**Task instructions:** Return every line from the one with "Goal: Detect the oval cab window" through the one with "Goal: Detect the metal handle", inclusive, exactly as it appears below.

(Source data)
^^^^^^^^
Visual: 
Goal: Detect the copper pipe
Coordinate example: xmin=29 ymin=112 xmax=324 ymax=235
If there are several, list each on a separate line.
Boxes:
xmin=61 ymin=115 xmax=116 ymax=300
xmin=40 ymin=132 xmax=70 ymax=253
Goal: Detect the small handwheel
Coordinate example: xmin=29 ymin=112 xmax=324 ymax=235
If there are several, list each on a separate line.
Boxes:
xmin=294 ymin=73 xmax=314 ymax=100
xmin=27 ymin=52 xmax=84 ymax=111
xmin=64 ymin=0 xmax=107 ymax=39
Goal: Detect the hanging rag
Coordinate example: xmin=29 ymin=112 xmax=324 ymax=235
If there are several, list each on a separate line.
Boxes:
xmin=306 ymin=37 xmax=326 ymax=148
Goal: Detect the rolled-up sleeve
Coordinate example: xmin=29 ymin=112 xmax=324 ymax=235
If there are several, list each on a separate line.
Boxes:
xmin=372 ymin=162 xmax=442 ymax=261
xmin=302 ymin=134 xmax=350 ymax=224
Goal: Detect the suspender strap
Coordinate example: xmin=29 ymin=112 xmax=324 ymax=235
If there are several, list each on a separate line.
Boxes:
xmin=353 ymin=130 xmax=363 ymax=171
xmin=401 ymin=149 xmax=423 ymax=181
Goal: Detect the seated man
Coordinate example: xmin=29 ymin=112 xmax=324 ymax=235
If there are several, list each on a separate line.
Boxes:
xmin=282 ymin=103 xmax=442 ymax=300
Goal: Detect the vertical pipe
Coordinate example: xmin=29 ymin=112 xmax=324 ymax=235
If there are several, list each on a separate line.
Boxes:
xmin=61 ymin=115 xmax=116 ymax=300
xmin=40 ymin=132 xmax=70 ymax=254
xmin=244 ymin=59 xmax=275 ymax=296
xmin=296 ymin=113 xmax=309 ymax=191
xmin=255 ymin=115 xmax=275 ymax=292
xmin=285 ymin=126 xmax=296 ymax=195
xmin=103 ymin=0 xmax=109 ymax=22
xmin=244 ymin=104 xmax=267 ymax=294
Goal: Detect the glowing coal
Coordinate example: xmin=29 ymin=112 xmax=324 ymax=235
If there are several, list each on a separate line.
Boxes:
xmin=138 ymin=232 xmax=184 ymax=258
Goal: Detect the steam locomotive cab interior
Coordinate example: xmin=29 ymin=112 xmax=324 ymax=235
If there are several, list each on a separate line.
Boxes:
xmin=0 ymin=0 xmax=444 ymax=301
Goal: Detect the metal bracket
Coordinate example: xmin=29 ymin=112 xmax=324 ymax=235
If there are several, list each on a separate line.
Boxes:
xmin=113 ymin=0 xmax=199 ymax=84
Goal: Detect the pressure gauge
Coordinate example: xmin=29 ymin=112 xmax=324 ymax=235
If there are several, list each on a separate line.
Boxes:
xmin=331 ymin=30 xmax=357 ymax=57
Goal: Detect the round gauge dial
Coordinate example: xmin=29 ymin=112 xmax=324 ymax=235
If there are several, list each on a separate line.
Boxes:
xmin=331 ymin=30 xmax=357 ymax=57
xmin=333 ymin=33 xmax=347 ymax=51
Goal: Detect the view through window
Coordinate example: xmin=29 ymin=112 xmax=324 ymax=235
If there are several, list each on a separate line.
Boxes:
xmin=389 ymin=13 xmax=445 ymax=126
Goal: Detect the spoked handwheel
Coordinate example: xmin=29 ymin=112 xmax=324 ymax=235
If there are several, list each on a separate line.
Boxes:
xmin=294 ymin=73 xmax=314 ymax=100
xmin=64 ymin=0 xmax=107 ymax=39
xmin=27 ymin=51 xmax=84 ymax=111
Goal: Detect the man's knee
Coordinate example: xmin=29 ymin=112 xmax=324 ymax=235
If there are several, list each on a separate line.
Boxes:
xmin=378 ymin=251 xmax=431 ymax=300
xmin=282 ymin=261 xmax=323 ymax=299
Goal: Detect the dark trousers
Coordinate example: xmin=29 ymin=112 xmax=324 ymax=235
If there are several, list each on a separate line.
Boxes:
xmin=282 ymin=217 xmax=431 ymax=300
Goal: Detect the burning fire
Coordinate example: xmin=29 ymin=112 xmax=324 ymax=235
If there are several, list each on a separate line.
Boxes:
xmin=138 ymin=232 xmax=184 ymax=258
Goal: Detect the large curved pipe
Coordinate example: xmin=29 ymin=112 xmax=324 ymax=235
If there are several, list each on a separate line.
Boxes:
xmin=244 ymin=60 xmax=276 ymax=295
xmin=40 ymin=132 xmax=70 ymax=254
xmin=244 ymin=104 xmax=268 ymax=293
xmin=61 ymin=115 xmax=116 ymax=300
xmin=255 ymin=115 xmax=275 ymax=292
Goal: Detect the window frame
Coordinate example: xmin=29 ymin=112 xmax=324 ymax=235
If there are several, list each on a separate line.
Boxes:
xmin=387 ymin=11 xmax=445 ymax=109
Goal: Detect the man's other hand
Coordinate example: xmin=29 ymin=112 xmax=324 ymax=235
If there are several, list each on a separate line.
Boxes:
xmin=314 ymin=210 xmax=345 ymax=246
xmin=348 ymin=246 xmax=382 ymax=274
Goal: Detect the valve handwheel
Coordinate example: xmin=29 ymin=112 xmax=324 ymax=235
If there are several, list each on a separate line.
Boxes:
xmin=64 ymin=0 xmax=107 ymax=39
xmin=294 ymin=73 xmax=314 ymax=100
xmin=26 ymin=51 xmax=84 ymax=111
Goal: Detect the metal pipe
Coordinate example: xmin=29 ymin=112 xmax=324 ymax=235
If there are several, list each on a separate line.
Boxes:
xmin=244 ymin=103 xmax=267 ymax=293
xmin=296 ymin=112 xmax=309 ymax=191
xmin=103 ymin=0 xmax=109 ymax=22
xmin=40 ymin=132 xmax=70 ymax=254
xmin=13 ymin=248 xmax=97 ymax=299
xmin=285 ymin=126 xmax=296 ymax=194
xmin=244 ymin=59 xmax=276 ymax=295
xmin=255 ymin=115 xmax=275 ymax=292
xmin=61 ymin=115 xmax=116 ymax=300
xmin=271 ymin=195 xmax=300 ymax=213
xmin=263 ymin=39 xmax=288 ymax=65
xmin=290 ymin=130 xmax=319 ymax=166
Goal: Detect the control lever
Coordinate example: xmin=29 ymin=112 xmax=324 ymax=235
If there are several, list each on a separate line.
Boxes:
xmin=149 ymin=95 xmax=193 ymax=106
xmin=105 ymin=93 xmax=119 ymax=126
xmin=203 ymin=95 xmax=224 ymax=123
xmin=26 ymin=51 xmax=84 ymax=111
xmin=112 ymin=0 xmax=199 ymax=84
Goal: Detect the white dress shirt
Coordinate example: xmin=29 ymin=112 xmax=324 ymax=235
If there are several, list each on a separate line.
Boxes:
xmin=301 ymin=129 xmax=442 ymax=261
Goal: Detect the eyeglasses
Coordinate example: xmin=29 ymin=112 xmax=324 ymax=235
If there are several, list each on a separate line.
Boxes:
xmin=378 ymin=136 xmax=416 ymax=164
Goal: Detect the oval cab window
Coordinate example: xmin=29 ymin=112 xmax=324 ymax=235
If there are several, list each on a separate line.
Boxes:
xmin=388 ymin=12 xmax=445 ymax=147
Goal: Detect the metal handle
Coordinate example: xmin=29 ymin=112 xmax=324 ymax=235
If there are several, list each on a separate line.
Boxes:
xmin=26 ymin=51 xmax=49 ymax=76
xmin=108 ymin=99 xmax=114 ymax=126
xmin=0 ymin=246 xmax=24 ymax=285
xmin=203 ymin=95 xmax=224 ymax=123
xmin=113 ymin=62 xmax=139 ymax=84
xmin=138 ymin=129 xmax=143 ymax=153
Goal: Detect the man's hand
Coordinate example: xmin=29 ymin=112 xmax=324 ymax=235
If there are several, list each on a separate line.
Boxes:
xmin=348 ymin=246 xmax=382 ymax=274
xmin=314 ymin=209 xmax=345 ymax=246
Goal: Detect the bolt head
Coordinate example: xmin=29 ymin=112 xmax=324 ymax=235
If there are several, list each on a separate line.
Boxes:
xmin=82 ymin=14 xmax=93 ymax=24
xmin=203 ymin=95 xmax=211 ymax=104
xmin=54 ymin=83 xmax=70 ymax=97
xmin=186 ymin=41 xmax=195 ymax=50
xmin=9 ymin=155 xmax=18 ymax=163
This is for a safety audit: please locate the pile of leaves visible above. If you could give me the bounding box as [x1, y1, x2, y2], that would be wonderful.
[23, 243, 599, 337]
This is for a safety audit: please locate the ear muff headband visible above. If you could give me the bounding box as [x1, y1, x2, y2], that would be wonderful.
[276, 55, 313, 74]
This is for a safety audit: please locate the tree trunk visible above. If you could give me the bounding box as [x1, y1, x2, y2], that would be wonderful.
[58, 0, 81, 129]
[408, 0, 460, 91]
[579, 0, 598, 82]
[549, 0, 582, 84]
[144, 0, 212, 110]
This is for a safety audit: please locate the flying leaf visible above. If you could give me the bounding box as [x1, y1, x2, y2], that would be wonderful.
^^^^^^^^
**Task output:**
Goal: Detect the oval cab window
Coordinate example: xmin=29 ymin=112 xmax=324 ymax=235
If there are several, list each on a separate line.
Boxes:
xmin=388 ymin=12 xmax=445 ymax=147
Goal: Detect the metal handle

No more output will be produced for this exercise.